● ИСХОДНЫЙ ТЕКСТ:
╭──
Иногда последствия такого воздействия были очень печальны, например мой любимый фильм "Набережная туманов" привел к крупным поражениям Франции во Второй мировой войне. Ну... не дано предугадать, чем наше слово отзовется. Так что я "делаю" образы фильмов 30-40-50-х годов; ну, может, 60-х - где-то до 68-го. Все последующее - это или блокбастеры, или римейки старых лент.
Хотя, разумеется, нет правил без исключений. Есть и сейчас хорошие фильмы. Джармуш - замечательный режиссер. Вот я его фильм и изобразил. Я ведь изображаю не кадры, а образ фильма или кадр, который мог бы быть в нем.
- Тарантино вам не по душе?
- Здесь вы правы, конечно. Если давать образ времени, надо изобразить и Тарантино, и "Титаник" даже... Это ведь вроде нашего "Адъютанта его превосходительства".
Разобрали на цитаты
- Почему среди фильмов, которые разошлись на митьковские цитаты, не было "Семнадцати мгновений весны"?
- Была в этом фильме какая-то окаянная серьезность, слишком большая, чтобы его разобрать на цитаты. Но с другой стороны, анекдоты-то только из этого фильма понаделали. Может, та самая окаянная серьезность, которая помешала фильму разойтись на митьковские цитаты, помогла ему быть разобранным на анекдоты?
- Сейчас есть фильмы, которые можно цитировать так, как цитировали митьки "Адъютанта его превосходительства"?
- Есть, конечно. Вот фильм Максима Пежемского "Мама, не горюй..." Бесподобный фильм. Редкий пример по-настоящему недепрессивного искусства. Там ни грамма, ни золотника депрессии нет. Хотя главного героя в конце убивают, по-видимому.
- "Криминальное чтиво" - тоже недепрессивное кино.
- Тут другое. Сool. Холодный, нейтральный фильм. Спокойный, сделанный, выверенный.
Две картины
- Вот как эта ваша картина. Она ведь тоже cool? Это Франциск Ассизский?
- У меня много картин на эту тему: улетающая птица. Каждый раз, когда я мечтаю о какой-то смутной свободе, я изображаю вот такую огромную улетающую птицу. Но это не Франциск Ассизский. Это просто женский персонаж какой-то среди осенних деревьев с непонятным чувством смотрит вслед улетающей птице.
- А я решил, что это Франциск Ассизский: он проповедовал птицам, а они взяли да и улетели. Вот Франциск и кричит последней: "Подождите! Куда же вы! Сейчас самое интересное начнется!"
- Забавное толкование.
- А это что за картина? На фоне подрамника стоит женщина в платочке.
- На фоне шкафа. Это моя любимая картина. "Смерть" называется. Вот уж где депрессивное так депрессивное.
- А почему шкаф такой белый?
- Я его не дописал. Оставил белым пятном. На полотне нужно изображать как можно меньше. Лишних движений не надо делать ни в жизни, ни на полотне.
╰──
● ИСХОДНЫЕ ДАННЫЕ:
╭──
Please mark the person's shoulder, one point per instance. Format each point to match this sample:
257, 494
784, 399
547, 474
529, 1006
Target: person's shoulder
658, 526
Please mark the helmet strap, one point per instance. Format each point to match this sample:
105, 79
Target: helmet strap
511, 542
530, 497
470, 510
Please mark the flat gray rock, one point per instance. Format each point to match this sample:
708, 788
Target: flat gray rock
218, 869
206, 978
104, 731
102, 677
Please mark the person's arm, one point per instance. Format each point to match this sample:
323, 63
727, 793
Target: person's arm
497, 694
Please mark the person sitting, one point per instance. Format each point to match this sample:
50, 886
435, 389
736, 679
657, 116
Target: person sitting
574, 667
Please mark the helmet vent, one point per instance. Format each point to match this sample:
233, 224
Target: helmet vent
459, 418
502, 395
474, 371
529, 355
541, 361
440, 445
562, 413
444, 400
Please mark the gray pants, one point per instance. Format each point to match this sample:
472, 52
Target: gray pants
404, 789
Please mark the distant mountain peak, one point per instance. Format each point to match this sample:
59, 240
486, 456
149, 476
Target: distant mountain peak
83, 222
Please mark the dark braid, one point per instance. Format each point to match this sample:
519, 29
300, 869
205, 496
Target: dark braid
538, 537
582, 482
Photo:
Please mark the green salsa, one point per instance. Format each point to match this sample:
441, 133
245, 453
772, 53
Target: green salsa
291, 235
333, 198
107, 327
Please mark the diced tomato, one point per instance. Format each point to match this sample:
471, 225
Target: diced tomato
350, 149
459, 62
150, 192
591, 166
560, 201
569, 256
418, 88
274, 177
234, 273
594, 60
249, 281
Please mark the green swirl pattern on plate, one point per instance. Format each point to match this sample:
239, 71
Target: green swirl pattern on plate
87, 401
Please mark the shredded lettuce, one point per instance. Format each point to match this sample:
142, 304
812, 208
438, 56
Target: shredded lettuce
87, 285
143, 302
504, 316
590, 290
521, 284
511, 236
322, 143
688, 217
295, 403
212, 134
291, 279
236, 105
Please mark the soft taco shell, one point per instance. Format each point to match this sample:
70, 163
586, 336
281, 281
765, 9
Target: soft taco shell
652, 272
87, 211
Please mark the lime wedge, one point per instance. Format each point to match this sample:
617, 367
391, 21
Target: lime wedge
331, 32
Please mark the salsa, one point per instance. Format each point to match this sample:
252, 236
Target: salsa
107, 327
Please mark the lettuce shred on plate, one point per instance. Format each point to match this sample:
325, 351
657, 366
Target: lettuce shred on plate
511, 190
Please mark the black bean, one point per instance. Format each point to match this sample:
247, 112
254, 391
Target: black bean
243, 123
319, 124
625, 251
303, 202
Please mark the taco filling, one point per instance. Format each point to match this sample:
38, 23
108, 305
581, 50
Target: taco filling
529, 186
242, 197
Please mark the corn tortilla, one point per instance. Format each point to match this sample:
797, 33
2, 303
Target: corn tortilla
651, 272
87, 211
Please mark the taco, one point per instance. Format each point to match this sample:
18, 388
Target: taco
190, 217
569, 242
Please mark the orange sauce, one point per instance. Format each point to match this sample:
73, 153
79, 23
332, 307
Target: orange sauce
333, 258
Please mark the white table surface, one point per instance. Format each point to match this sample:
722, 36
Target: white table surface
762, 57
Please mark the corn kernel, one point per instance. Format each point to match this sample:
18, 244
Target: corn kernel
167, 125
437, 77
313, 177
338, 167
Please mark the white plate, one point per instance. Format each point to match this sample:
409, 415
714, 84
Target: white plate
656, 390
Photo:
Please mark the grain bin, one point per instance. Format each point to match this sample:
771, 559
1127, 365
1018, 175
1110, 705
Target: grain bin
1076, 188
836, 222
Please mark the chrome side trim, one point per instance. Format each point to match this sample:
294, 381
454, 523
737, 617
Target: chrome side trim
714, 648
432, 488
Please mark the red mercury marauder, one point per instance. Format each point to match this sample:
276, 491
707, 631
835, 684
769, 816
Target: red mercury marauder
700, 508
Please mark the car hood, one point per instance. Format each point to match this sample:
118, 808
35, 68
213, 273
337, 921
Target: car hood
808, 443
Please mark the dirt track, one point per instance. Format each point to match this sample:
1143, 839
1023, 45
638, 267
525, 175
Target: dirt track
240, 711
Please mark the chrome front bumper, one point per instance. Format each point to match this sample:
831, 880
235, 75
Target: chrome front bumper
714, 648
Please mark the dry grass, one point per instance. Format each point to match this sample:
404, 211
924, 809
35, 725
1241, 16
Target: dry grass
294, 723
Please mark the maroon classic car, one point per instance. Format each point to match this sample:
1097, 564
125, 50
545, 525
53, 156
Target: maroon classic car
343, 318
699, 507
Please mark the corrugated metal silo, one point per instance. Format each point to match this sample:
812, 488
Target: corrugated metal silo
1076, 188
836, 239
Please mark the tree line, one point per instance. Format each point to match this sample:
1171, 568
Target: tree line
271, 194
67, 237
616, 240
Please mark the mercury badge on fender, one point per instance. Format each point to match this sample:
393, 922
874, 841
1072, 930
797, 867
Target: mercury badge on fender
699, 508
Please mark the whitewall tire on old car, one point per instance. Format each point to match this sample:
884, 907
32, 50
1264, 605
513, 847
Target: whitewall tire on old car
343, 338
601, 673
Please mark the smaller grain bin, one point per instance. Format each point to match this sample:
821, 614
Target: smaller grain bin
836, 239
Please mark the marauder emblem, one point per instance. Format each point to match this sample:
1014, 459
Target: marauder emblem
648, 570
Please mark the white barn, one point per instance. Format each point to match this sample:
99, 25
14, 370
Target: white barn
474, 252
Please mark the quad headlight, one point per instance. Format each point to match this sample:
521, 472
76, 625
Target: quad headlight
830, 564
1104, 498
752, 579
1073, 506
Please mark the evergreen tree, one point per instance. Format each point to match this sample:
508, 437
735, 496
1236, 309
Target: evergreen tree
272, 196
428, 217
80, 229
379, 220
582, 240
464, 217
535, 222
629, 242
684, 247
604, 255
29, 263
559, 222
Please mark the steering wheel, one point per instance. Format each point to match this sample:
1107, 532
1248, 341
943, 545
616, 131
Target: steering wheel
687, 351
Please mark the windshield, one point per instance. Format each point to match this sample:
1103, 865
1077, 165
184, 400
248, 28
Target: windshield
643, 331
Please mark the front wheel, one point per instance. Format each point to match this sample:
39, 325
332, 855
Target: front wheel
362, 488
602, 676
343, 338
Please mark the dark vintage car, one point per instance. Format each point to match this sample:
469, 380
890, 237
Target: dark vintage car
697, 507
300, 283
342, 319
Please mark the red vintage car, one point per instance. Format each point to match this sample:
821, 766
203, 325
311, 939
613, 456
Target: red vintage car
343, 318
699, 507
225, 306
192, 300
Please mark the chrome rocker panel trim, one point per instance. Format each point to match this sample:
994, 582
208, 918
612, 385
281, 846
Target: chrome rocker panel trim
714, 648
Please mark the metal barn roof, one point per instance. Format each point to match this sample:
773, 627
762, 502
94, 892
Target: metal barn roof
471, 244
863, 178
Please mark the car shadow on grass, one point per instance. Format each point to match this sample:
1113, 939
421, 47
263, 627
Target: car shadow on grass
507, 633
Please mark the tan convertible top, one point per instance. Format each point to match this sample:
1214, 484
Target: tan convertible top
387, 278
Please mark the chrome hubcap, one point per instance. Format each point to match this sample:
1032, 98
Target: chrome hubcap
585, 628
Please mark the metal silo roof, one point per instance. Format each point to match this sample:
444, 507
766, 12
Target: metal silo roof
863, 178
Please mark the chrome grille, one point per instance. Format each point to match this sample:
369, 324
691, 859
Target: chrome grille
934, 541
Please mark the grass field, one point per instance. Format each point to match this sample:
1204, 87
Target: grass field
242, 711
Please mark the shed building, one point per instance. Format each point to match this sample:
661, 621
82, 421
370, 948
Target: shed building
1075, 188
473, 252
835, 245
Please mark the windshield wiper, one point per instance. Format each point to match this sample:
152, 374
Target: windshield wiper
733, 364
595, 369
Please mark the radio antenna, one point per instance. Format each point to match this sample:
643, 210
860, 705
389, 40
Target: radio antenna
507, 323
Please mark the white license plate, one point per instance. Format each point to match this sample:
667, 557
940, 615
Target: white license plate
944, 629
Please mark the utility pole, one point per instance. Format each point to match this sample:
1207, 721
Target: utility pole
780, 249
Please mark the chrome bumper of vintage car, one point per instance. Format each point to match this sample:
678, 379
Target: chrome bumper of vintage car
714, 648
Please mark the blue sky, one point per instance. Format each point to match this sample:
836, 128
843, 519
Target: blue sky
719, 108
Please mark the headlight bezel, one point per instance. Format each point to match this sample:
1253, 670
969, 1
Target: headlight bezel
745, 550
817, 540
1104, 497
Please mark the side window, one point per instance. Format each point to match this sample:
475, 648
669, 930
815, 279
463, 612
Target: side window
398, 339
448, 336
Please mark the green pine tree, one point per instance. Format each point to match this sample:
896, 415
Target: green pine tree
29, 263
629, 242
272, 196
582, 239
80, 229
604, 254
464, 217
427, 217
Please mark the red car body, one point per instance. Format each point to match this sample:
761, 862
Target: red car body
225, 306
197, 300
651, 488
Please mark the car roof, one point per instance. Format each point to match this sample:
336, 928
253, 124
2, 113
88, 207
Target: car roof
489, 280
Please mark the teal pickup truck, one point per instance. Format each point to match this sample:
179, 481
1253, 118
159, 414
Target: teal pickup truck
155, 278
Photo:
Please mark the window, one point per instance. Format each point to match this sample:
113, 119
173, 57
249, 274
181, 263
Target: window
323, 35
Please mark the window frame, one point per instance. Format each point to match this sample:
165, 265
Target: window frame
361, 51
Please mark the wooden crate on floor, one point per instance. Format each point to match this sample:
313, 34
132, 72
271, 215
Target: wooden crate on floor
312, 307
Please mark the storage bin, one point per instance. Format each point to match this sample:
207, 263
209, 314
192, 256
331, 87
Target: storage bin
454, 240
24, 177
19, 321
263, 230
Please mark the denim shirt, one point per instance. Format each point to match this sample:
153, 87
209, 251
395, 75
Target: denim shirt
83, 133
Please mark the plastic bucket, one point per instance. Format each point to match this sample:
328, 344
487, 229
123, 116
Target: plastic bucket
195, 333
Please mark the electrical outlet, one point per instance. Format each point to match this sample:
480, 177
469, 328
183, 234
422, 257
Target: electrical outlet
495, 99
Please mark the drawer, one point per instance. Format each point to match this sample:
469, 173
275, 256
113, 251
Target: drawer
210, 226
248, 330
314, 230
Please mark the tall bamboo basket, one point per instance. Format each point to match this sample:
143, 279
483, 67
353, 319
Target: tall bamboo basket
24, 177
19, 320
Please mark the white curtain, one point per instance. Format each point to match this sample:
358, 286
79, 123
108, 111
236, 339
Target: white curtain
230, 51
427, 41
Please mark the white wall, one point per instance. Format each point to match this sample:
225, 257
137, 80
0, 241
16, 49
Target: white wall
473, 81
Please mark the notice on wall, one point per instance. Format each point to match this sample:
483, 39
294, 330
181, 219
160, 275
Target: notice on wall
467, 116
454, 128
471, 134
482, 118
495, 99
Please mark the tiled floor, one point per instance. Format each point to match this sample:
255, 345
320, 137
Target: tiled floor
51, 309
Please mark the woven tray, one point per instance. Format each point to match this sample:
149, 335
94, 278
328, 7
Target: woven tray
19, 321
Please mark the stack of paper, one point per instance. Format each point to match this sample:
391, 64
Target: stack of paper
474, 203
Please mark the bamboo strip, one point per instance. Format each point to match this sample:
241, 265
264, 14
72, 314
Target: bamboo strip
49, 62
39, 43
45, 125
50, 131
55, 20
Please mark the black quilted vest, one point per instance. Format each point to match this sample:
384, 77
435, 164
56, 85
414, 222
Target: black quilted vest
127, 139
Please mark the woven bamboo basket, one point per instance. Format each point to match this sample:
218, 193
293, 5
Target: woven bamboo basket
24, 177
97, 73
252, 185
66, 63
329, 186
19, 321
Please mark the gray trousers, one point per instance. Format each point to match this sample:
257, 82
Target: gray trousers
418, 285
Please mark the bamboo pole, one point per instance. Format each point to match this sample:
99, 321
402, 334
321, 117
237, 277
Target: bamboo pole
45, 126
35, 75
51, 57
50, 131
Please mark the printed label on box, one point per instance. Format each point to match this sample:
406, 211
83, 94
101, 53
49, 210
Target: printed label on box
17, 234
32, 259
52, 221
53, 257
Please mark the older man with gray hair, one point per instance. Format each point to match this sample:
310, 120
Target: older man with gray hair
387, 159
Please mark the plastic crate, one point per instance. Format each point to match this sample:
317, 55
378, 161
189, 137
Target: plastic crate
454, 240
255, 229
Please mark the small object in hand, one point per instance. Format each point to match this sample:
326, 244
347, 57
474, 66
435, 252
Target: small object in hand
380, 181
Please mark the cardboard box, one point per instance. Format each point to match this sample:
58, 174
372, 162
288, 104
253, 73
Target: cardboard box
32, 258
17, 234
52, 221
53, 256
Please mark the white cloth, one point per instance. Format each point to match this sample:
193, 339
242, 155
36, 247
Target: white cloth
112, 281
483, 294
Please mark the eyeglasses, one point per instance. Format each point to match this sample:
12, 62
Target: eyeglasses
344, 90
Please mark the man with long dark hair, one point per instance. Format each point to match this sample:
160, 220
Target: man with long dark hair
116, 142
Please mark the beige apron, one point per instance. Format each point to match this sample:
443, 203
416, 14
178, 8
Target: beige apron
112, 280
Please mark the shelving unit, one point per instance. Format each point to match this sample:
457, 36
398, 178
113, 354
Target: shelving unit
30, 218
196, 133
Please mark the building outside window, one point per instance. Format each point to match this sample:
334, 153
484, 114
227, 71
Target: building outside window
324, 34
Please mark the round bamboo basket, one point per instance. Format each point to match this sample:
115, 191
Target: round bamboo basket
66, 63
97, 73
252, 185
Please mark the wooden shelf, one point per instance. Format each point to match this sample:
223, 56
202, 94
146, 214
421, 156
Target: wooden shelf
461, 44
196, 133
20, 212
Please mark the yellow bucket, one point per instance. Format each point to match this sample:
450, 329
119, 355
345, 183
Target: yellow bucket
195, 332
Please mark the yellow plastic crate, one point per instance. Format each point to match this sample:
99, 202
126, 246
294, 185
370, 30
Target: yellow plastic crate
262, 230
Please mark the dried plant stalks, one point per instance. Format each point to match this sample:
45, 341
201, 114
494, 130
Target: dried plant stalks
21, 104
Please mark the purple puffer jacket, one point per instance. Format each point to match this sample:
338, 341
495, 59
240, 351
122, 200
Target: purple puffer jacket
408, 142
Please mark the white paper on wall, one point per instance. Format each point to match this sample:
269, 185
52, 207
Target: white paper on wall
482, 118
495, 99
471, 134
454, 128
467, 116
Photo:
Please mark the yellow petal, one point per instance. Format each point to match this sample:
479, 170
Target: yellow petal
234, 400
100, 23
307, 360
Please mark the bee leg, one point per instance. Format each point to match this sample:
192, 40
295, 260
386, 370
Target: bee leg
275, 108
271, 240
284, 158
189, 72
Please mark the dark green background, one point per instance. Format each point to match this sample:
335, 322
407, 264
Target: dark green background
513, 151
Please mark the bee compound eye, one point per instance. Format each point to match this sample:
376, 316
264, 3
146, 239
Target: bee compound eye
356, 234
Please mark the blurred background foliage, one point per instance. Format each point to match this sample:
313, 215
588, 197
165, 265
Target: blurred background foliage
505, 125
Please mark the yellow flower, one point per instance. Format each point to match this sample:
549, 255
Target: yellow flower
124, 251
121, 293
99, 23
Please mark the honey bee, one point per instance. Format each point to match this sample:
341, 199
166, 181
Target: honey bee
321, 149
╰──
● ВАША ЗАДАЧА: Продолжите интервью о старом кино и картинах художника, начав сразу после его последней реплики. Записи — это отдельный материал, не связанный с интервью.

● ОТВЕТ НИЖЕ:
Сюжет и названия
- Мне кажется, что вы сюжетный, литературный художник; ваши картины можно рассказывать, как истории. В связи с этим вопрос: что для вас значат названия ваших картин?
- Иногда названия важны. Вот у меня сейчас в Русском музее висит картина на выставке, посвященной животным, - "Праздник". Там изображена коррида. Стоит бык с остекленевшими, налитыми кровью глазами; сейчас его убьют - но это праздник, народное гулянье. Очень митьковская картина: для кого-то веселье, а кому-то - не очень. Иногда название не придумывается, хотя и сюжет есть, и литературность, но название все как-то опошлит, оплощит, - лучше оставить без него. Ну, как вот эту картину. (На картине - голая тонкая розовая женщина поправляет волосы, рядом с ней парень в грубом черном свитере.) Этакое воспоминание о 70-х годах - нежное и сентиментальное.
- Действительно, эта женщина удивительно напоминает женщин Мориса Дени. А парень в свитере - просто с картины советского "сурового стиля". Геолог, моряк, скажем.
- Ага, смотрит на голую ляльку и видит Мориса Дени. На самом деле это картина из серии "Всемирный кинематограф" - одно из полотен, посвященных фильму "Рокко и его братья".
- Вы издадите книжку "Всемирный кинематограф", как и "Всемирную литературу" с картинками и пояснениями?
- Если деньги будут. Альбом "Всемирная литература" тоже не я ведь издал, а Миша Сапего - замечательный поэт, митёк, издатель. Если раздобудем деньги, если доделаю серию, будет книжка.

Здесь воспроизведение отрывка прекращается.